EXTRACT PROVIDED
********************
We will demo both Eaton and GE microgrid controllers, in action, directly interfaced with Microgrid HIL Testbed and controlling a complex microgird controller HIL real-time simulation comprising 3 feeders with 24 busses, one diesel genset, one natural gas genset with combined heat an power, battery storage, PV inverter, and multiple loads running in real-time.

To make it even more interesting, we will be injecting random faults; dispatching DMS requests to microgrid controller to export active/reactive power and to island; blackstarting the microgrid  and all this while monitoring the microgrid “pulse” and measuring and streaming all the performance parameters in real-time.

As we are working with vendors to integrate their controllers with Microgrid HIL Testbed, to put it to the ultimate perfromance test, we are experiencing first-hand how challenging and grueling task it is to commission and test microgrids and microgrid controllers. Even at this day and age.

To complicate things even more, majority of microgrid projects are so called “brownfield” projects that are actually upgrades and retrofits of the existing  power systems.  Getting legacy and new microgrid assets to work together and to communicate in such heterogeneous microgrids is a tall order.

During the microgrid controller design, integration, and comissioning there are five grand challenges, as we see them today, that need to be overcame:

  1. Configuring and testing communications between microgrid controller and DERs-relays
  2. Configuring and testing protection
  3. DER controller configuring and testing
  4. Islanded mode power quality and system stability
  5. Certification of microgrids and microgrid controllers

Without ultra-high fidelity controller HIL simulators, microgrid controller vendors had no other choice than to jump directly from the design phase, to onsite commissioning and testing. When this commissioning is a retrofit job, the project cost and time exponentially explodes.

Controller Hardware in the Loop accelerates testing, commissioning and pre-certifying of microgrids and solves these 5 Grand Microgrid Challenges. Indeed, this what MIT Lincoln Laboratory Microgrid & DER Controller Symposium is demonstrating with Hardware in the Loop HIL Testbed and a spectrum of microgrid controller vendors.
********************
EXERCISE GOAL
Answer these questions using the microgrid controller testing text above.
1. How many feeders and how many busses make up the real-time simulation?
2. What term does the text use for projects that upgrade and retrofit existing power systems?
3. Which of the five grand challenges is listed last?

[A run of records]
********************
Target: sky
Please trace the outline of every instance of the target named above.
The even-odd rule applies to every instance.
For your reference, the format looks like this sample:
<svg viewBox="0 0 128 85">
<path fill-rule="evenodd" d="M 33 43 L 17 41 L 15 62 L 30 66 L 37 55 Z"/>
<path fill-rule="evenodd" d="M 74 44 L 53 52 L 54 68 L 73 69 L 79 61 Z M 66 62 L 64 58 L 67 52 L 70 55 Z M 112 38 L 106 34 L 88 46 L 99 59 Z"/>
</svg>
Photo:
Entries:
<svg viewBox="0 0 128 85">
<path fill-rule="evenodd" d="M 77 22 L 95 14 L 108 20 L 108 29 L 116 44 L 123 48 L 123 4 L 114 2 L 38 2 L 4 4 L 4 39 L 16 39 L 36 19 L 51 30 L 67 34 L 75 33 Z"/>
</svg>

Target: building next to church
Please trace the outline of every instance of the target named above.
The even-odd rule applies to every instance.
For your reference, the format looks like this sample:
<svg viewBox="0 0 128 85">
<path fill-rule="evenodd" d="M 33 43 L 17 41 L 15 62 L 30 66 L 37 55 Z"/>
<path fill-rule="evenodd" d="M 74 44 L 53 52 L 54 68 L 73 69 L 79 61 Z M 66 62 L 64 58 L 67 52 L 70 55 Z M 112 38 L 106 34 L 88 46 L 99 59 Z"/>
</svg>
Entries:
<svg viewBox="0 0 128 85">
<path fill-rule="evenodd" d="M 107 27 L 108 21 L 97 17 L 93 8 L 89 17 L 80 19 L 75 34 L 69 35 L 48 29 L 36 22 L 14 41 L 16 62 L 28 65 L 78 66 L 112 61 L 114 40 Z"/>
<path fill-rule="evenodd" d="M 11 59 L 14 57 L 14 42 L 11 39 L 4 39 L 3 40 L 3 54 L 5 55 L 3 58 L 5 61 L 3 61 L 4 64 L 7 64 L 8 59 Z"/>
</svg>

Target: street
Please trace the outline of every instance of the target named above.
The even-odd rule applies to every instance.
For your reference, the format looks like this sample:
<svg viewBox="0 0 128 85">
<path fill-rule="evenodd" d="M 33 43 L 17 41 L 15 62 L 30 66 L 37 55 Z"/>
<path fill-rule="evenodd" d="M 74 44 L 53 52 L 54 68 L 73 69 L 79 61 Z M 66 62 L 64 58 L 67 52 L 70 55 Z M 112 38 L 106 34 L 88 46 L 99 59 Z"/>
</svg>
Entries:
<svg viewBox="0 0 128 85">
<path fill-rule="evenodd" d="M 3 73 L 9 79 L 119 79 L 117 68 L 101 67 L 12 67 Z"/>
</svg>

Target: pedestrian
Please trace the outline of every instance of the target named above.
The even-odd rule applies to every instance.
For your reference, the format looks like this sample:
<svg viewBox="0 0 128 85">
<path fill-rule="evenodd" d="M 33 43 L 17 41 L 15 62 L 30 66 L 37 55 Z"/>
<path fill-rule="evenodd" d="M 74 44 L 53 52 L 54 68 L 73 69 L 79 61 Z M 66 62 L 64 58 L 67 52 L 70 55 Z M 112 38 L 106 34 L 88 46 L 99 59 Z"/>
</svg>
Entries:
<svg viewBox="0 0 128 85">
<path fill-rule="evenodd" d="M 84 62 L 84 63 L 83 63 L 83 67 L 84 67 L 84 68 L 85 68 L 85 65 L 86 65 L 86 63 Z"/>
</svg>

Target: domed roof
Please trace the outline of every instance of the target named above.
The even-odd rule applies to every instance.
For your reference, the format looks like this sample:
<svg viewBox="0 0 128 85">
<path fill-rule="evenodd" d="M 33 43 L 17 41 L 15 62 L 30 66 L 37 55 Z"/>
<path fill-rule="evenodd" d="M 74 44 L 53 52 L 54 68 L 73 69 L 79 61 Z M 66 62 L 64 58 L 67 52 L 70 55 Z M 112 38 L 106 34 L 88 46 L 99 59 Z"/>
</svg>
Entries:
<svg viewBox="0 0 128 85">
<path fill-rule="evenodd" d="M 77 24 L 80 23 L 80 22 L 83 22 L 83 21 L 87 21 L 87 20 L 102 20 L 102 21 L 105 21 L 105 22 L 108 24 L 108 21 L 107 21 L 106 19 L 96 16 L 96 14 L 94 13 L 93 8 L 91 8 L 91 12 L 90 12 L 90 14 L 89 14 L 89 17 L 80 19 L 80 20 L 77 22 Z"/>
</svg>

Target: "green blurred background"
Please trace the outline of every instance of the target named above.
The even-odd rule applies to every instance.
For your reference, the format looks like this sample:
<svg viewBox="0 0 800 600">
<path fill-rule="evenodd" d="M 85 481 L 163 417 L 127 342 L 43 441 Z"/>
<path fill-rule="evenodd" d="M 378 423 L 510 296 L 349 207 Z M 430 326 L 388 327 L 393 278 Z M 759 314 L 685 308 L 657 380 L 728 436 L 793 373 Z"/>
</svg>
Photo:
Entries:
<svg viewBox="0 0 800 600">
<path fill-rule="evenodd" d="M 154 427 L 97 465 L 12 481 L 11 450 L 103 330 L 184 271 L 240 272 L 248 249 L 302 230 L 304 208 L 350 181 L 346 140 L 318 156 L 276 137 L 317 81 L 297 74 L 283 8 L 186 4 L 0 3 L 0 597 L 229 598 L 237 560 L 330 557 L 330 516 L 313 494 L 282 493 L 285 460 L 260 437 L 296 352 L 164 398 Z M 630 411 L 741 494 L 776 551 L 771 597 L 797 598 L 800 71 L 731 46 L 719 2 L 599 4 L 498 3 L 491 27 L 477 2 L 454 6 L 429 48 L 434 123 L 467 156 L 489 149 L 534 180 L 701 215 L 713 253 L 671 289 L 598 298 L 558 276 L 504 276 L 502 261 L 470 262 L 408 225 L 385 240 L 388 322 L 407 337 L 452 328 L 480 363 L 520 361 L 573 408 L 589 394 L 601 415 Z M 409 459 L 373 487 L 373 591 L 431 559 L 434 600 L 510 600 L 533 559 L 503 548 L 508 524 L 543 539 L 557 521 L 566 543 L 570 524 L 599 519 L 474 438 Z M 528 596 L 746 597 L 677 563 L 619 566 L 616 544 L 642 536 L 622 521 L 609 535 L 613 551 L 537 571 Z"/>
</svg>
********************
TASK OUTPUT
1. 3 feeders and 24 busses.
2. "Brownfield" projects.
3. Certification of microgrids and microgrid controllers.